▶ _EXERCISE REQUIREMENTS_: Look through the records below and give the number of lines holding the string "identical", nothing more.

▶ _ENTRIES SUPPLIED_:
[Start of Attachment]

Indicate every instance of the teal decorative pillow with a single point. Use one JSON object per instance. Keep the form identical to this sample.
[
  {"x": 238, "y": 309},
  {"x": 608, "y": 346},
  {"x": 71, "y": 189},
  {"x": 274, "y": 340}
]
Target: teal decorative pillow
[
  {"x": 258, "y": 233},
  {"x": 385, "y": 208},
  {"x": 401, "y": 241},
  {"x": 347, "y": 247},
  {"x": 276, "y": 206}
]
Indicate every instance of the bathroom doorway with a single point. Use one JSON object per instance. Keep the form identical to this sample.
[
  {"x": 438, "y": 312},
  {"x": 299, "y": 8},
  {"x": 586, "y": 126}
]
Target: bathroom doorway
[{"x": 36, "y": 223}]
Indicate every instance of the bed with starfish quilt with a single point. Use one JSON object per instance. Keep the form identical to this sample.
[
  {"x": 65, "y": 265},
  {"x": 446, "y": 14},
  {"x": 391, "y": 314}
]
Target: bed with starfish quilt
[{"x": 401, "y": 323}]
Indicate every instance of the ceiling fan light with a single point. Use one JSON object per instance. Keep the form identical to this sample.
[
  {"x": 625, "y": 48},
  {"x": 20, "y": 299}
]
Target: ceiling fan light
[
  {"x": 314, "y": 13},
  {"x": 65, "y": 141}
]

[End of Attachment]

▶ _WRITTEN RESPONSE_: 4